Guillaume Long : Pour moi, l’histoire pose deux questions : jusqu’où peut-on aller quand on est aveuglé par l’amour, et jusqu’où peut on se perdre dans une relation fusionnelle. Pas sûr qu’on y réponde, ce sont des questions ouvertes, des pistes. En ce sens, je reste dubitatif et à l’écoute comme le gérant de l’hôtel.

Fabienne Costes : La fusion représente l’incapacité pour Simon de comprendre la différence entre son propre désir et celui d’Anne. Il est prisonnier de cette illusion, et que pour conserver cette illusion il commet la pire des violences. Il entreverra peut-être cette différence quand il sera envahi par la mémoire d’Anne, mais il ne pourra alors pas la supporter, d’où le clash. Je crois que l’amour véritable est la compréhension et l’acceptation de cette différence : l’autre reste toujours « autre ».

Sceneario.com : Comment s’est passé votre rencontre avec les éditions Casterman et votre rattachement à la collection KSTR ?

Guillaume Long : Didier Borg m’a donc contacté par mail (mais c’était un mail collectif, ha ha !) parce qu’il était intéressé par mon boulot en général et je me suis accroché comme une moule à son rocher à cette ouverture. Ca a d’ailleurs sonné pour moi la fin des questionnements graphiques puisqu’il fallait produire vite un dossier pour le convaincre (les 3 vraies premières pages de la bande dessinée, donc.). En plus, son projet était plutôt intéressant, même si je l’imaginais plus proche des livres qui sortent actuellement que de la version souple et cheap des premiers. J’ai bien fait de rendre les planches en retard finalement !

[Entrées d'annotation de points sur image]
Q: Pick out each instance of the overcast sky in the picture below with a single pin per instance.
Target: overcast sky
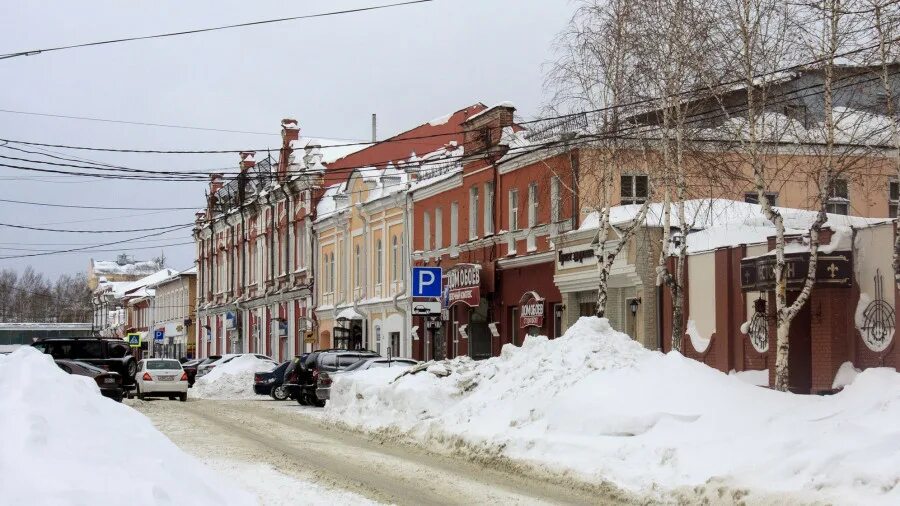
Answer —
(407, 64)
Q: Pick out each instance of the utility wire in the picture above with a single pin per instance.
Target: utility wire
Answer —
(32, 52)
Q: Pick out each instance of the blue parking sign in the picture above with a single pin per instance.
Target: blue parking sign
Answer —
(427, 281)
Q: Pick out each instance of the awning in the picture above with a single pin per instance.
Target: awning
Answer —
(348, 314)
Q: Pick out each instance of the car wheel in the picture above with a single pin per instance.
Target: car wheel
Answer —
(279, 393)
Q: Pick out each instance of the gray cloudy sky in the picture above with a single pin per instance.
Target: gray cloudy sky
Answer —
(407, 64)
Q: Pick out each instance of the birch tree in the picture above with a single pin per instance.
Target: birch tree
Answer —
(595, 72)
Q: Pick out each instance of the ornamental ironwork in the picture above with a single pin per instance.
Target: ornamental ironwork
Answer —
(759, 327)
(878, 319)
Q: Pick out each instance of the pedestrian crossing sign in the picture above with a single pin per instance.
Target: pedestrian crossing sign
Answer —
(134, 340)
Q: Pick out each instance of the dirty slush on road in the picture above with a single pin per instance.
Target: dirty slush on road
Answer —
(294, 442)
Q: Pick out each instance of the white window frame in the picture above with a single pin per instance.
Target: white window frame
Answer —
(454, 223)
(554, 199)
(632, 186)
(426, 231)
(438, 228)
(513, 210)
(489, 208)
(532, 205)
(473, 213)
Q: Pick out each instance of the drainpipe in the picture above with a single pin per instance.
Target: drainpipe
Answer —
(364, 289)
(407, 241)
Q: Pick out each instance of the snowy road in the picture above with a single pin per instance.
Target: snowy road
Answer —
(281, 450)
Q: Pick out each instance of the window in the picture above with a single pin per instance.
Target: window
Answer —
(838, 201)
(379, 262)
(488, 208)
(473, 213)
(438, 228)
(513, 210)
(634, 189)
(554, 199)
(893, 198)
(357, 267)
(454, 223)
(753, 198)
(395, 256)
(426, 232)
(532, 205)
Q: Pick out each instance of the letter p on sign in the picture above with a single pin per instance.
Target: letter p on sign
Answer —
(426, 281)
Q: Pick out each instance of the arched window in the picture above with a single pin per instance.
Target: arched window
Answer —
(395, 256)
(379, 262)
(358, 265)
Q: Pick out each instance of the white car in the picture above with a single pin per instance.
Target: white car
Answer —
(205, 369)
(161, 377)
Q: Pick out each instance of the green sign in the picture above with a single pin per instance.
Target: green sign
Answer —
(134, 340)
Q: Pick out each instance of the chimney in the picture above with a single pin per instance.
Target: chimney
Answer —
(248, 160)
(290, 132)
(484, 130)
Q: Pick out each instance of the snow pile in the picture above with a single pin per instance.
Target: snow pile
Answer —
(232, 380)
(65, 444)
(596, 403)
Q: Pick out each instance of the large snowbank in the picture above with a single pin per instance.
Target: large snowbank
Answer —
(233, 380)
(65, 444)
(597, 403)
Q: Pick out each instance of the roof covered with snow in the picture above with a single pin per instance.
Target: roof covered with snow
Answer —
(717, 223)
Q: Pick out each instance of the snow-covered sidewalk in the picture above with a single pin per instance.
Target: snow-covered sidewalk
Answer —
(597, 404)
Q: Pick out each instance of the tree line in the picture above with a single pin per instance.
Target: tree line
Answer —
(30, 296)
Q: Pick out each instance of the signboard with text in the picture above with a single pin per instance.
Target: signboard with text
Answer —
(463, 284)
(531, 310)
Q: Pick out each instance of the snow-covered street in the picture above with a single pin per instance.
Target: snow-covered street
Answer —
(286, 455)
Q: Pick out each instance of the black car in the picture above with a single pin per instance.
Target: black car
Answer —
(271, 383)
(108, 354)
(325, 360)
(110, 383)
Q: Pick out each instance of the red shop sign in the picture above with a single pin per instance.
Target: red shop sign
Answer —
(531, 310)
(463, 284)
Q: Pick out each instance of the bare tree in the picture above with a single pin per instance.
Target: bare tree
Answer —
(595, 71)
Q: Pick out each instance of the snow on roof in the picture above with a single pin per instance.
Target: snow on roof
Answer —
(717, 223)
(111, 267)
(505, 104)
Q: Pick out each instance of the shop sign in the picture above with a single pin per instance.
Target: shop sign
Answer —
(758, 274)
(463, 284)
(531, 310)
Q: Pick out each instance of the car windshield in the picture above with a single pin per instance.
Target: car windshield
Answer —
(156, 365)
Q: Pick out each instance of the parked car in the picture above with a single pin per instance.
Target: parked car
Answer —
(271, 383)
(205, 369)
(110, 383)
(161, 377)
(325, 361)
(326, 378)
(190, 367)
(108, 354)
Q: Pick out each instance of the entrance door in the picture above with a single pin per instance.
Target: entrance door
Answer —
(479, 334)
(800, 354)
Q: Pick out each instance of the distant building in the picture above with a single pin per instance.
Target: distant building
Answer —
(123, 268)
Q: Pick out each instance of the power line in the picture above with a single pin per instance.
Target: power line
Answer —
(72, 250)
(32, 52)
(25, 227)
(72, 206)
(162, 125)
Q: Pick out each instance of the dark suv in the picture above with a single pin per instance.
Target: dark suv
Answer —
(328, 361)
(110, 354)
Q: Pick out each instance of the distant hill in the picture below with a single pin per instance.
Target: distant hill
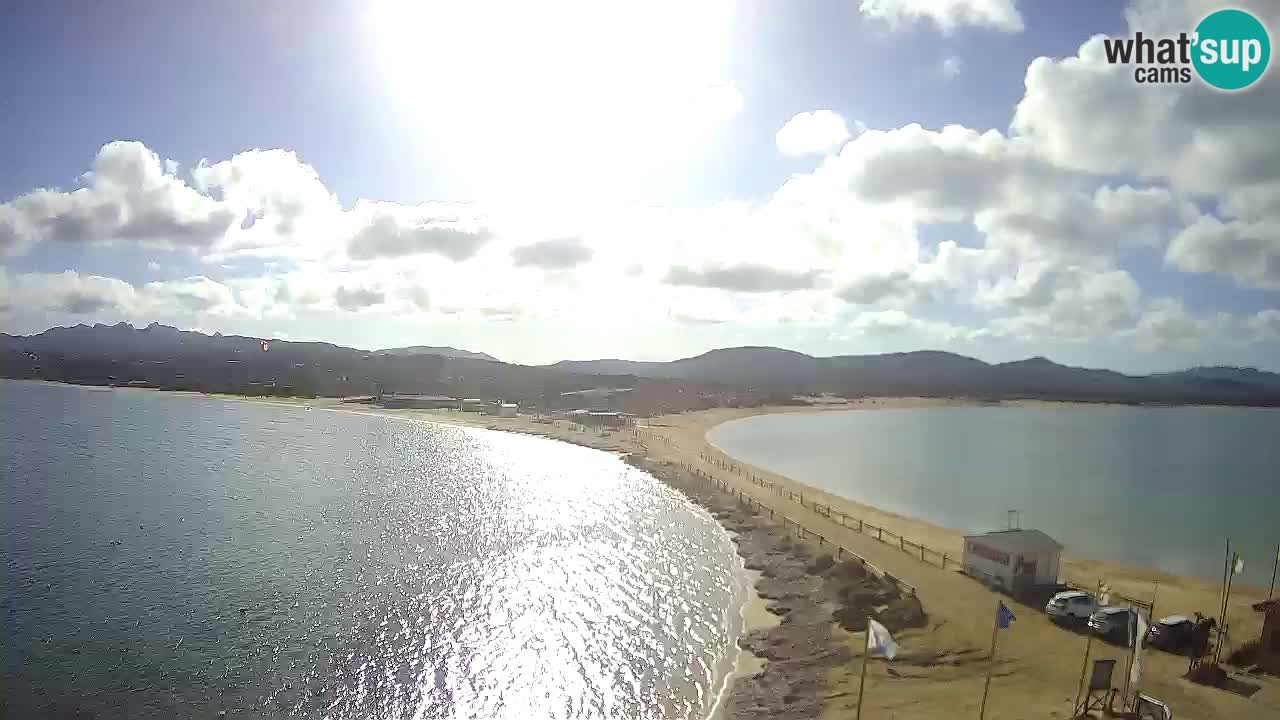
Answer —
(169, 358)
(440, 351)
(935, 373)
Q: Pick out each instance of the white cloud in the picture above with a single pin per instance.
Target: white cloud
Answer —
(1248, 253)
(554, 254)
(882, 322)
(743, 278)
(1166, 326)
(1063, 304)
(1091, 117)
(359, 297)
(947, 14)
(127, 196)
(195, 295)
(68, 292)
(812, 133)
(388, 229)
(1265, 324)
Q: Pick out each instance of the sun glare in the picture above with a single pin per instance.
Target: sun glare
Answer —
(565, 96)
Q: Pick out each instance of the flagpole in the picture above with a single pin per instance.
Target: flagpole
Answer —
(1226, 601)
(862, 682)
(1084, 668)
(1128, 661)
(991, 661)
(1226, 573)
(1274, 568)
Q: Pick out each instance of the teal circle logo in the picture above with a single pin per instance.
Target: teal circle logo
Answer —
(1232, 49)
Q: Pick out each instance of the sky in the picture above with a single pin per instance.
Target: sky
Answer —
(577, 180)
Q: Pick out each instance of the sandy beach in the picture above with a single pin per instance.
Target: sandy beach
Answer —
(944, 664)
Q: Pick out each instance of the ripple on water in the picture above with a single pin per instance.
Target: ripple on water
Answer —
(392, 569)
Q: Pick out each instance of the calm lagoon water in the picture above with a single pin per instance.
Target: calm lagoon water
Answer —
(177, 556)
(1156, 487)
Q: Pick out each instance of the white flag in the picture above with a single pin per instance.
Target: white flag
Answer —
(880, 641)
(1138, 637)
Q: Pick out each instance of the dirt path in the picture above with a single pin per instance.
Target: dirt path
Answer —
(941, 674)
(1038, 662)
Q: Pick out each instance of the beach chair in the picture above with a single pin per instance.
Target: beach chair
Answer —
(1100, 693)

■ Objectif de l'exercice
Veuillez reporter mot pour mot l'extrait de l'entretien qui commence à « Sceneario.com : Comment » et se termine à « retard finalement ! ».

■ Problème résolu
Sceneario.com : Comment s’est passé votre rencontre avec les éditions Casterman et votre rattachement à la collection KSTR ?

Guillaume Long : Didier Borg m’a donc contacté par mail (mais c’était un mail collectif, ha ha !) parce qu’il était intéressé par mon boulot en général et je me suis accroché comme une moule à son rocher à cette ouverture. Ca a d’ailleurs sonné pour moi la fin des questionnements graphiques puisqu’il fallait produire vite un dossier pour le convaincre (les 3 vraies premières pages de la bande dessinée, donc.). En plus, son projet était plutôt intéressant, même si je l’imaginais plus proche des livres qui sortent actuellement que de la version souple et cheap des premiers. J’ai bien fait de rendre les planches en retard finalement !